Short task:
Count the lines in the data below that contain the string "green" with its case matched, and give only the number.

Material for this exercise:

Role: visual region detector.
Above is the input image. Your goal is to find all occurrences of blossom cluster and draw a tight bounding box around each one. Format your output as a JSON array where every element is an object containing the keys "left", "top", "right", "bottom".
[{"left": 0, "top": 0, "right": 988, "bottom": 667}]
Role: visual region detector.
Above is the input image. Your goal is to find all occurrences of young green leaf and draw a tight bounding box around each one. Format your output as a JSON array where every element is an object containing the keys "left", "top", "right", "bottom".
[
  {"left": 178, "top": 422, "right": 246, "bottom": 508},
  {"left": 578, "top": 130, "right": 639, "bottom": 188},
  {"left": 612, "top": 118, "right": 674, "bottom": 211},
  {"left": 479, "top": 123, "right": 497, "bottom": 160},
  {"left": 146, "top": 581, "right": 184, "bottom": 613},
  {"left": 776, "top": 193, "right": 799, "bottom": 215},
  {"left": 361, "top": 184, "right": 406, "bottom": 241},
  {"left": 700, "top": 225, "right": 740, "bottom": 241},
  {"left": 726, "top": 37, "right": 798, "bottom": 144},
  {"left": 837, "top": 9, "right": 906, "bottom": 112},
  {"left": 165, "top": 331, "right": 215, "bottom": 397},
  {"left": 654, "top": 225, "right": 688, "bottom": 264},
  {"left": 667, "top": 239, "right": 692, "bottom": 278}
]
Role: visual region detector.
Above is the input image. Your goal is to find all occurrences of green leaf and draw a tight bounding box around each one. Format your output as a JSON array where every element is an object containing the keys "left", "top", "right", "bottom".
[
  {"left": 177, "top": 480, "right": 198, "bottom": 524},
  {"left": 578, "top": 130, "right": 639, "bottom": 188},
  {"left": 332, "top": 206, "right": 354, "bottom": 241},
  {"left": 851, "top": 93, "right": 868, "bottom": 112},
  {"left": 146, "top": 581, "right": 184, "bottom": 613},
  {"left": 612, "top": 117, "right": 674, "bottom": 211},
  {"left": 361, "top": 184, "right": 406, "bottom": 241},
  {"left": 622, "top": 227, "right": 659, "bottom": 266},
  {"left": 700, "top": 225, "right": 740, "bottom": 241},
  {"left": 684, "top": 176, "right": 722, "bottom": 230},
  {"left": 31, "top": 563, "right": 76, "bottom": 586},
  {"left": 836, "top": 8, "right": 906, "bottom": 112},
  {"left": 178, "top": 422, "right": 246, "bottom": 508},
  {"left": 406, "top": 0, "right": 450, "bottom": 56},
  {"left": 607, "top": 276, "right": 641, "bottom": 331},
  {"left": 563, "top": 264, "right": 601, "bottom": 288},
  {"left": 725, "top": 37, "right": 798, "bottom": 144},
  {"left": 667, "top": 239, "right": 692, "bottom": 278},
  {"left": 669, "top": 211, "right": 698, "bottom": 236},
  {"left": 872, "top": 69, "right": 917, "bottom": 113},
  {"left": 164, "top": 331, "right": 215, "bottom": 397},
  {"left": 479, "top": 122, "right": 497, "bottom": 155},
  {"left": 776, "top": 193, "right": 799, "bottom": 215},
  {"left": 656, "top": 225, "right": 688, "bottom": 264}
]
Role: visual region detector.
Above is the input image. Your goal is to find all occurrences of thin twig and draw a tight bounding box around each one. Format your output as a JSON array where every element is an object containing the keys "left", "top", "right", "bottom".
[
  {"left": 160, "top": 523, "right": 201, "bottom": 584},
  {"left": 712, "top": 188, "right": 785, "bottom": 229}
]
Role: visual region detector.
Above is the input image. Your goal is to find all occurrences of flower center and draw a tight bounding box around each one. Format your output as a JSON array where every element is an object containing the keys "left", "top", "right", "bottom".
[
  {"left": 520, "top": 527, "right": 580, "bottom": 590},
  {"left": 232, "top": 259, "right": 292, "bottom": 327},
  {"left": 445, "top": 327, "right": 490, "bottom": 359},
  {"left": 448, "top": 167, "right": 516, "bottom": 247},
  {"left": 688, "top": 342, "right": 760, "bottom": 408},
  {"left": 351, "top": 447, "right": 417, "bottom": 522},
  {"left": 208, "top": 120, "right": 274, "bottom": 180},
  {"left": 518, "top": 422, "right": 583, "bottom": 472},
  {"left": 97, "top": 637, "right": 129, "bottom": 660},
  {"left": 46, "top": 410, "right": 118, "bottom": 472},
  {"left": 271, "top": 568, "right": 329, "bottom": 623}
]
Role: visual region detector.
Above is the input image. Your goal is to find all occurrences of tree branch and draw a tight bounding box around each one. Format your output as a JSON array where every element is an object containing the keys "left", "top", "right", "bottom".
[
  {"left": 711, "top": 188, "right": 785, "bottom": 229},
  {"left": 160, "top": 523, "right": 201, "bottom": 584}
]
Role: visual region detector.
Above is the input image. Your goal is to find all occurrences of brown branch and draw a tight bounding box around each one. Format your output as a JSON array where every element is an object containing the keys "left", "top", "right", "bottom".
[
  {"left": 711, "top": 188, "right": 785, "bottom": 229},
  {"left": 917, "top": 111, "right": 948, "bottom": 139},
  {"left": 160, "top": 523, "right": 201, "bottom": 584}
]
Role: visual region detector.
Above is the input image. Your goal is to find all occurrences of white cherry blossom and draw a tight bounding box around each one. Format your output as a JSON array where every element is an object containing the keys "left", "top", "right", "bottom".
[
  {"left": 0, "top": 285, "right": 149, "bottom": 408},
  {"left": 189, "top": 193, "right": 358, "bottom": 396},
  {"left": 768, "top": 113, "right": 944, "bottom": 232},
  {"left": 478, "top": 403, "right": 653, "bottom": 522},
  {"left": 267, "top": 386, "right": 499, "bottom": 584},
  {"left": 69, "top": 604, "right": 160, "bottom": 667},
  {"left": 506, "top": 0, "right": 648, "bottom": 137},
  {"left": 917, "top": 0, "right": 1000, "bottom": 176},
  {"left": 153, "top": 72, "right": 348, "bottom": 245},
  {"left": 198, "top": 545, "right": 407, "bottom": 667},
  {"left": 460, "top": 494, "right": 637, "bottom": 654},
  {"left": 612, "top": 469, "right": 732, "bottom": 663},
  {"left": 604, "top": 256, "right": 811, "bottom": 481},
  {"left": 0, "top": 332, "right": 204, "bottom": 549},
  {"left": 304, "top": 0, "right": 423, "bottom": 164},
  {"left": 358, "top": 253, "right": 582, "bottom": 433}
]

Written solution:
2